[Records from a data collection]
--- --- ---

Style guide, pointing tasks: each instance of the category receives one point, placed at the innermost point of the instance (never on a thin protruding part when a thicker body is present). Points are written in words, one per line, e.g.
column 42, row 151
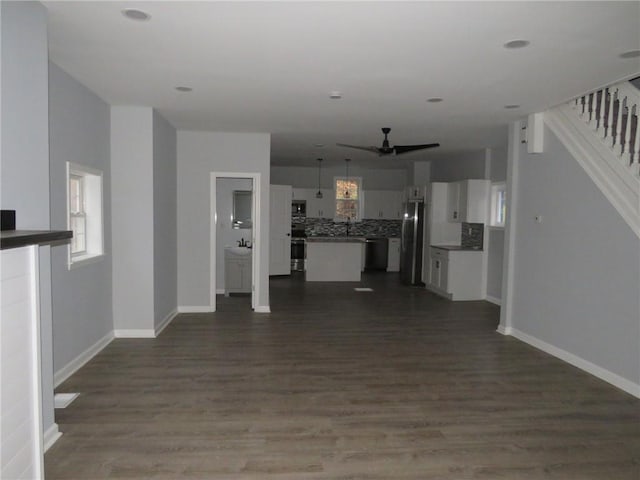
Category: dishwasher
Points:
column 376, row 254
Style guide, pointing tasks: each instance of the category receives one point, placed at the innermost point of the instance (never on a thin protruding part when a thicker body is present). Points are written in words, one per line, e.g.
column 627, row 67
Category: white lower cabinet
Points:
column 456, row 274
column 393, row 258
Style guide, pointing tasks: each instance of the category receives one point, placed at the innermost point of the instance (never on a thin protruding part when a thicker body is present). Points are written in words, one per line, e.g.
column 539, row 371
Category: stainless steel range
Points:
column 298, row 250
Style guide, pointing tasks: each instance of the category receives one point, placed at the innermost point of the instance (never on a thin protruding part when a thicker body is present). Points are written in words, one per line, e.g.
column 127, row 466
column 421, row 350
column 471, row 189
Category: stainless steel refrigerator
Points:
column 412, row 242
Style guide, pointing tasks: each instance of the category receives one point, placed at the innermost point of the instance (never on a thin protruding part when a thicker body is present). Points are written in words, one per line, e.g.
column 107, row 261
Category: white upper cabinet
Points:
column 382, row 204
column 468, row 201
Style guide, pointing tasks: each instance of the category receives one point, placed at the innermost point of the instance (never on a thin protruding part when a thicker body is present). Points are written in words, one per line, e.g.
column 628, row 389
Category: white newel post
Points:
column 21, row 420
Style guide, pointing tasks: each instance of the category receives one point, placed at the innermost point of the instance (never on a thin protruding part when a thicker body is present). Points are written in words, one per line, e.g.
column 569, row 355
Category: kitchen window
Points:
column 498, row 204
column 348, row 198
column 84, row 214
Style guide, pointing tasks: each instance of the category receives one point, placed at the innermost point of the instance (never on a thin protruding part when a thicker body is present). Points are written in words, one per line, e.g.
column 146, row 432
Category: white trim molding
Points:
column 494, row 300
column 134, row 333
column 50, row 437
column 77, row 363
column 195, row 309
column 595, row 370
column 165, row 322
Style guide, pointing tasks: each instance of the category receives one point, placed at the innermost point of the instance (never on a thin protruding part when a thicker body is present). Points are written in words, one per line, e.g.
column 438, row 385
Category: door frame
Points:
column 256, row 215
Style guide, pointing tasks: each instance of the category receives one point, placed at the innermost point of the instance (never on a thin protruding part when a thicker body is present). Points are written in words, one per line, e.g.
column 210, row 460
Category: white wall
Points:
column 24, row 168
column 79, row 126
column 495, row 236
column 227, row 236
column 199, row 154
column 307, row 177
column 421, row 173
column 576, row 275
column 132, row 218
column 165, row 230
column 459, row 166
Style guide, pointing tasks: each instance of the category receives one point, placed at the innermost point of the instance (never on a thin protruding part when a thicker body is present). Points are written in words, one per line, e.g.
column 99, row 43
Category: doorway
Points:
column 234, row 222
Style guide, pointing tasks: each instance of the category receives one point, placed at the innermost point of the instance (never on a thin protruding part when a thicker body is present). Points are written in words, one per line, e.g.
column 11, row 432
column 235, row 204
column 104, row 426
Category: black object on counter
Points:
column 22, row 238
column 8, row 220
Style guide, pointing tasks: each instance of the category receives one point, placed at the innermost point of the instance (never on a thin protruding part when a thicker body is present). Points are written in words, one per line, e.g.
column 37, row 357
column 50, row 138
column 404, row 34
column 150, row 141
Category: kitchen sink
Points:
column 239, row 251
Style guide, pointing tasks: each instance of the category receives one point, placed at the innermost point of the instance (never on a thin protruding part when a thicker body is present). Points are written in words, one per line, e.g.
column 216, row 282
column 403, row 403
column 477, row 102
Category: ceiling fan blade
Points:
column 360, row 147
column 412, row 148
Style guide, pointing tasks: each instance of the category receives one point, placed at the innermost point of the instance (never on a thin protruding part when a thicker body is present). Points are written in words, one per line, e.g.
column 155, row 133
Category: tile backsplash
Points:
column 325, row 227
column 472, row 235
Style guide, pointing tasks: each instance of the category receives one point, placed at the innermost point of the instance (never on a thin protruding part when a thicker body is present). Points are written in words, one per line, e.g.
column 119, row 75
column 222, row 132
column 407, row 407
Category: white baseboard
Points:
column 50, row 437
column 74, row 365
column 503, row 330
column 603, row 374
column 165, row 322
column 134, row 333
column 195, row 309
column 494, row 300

--- --- ---

*REQUIREMENT*
Every line in the records above that contains the word "stainless" should be copied out.

*SOLUTION TO THE EXERCISE*
Category: stainless steel range
Category: stainless steel refrigerator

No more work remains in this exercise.